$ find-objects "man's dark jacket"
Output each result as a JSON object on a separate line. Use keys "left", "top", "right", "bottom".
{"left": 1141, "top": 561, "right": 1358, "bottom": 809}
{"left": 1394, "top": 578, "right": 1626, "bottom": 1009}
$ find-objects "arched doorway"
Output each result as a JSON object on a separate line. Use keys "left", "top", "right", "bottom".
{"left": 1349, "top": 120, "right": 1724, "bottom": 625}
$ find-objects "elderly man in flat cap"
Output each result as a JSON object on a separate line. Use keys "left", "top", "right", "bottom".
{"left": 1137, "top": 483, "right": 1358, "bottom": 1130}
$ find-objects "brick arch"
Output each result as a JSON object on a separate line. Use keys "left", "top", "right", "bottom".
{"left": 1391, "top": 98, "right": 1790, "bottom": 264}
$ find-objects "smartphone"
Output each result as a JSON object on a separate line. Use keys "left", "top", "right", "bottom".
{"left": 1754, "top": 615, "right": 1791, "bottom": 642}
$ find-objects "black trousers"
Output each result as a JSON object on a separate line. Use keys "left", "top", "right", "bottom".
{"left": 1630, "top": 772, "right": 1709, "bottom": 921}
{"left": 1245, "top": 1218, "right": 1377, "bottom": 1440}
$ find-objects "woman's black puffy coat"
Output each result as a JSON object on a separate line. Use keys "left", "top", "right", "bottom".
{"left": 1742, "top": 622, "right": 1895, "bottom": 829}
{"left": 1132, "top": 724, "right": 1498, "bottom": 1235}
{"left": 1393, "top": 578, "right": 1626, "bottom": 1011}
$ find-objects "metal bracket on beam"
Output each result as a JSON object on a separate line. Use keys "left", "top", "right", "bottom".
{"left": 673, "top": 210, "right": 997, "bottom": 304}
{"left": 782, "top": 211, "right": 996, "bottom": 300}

▬▬▬▬▬▬

The full listing above needs to be output exactly.

§ SOLUTION TO THIS TASK
$ find-objects "man's dark jacket"
Output each result as a JSON object on a separate line. Use keys "left", "top", "right", "bottom".
{"left": 1141, "top": 561, "right": 1358, "bottom": 809}
{"left": 1394, "top": 578, "right": 1626, "bottom": 1009}
$ find-objects "arched doorway"
Output each result as a JSON object on a separate line. Use keys "left", "top", "right", "bottom".
{"left": 1349, "top": 120, "right": 1724, "bottom": 625}
$ find-objects "elderly man in flat cap"
Output each result as a JSON object on a separate line. Use keys "left", "top", "right", "bottom".
{"left": 1137, "top": 483, "right": 1358, "bottom": 1130}
$ find-objects "brick arch"
Output each result as a JSON object on a separate line. Use keys "left", "top", "right", "bottom".
{"left": 1391, "top": 98, "right": 1790, "bottom": 264}
$ find-objects "smartphone"
Output each result as a JSON object on a separate line. Use keys "left", "top", "right", "bottom".
{"left": 1754, "top": 615, "right": 1791, "bottom": 642}
$ find-objects "black trousers"
Output each result as a JSON object on a separate line. Use keys "left", "top", "right", "bottom".
{"left": 1630, "top": 772, "right": 1709, "bottom": 921}
{"left": 1245, "top": 1218, "right": 1377, "bottom": 1440}
$ find-objects "woman's black puffy coat"
Output each result as a JSON object on a separate line. Use keys "left", "top", "right", "bottom".
{"left": 1742, "top": 622, "right": 1895, "bottom": 829}
{"left": 1132, "top": 724, "right": 1498, "bottom": 1235}
{"left": 1393, "top": 578, "right": 1626, "bottom": 1011}
$ find-objects "metal bracket on beam"
Output each result as a JSON object on a separate line. Use keys "left", "top", "right", "bottom".
{"left": 673, "top": 210, "right": 997, "bottom": 304}
{"left": 782, "top": 211, "right": 996, "bottom": 300}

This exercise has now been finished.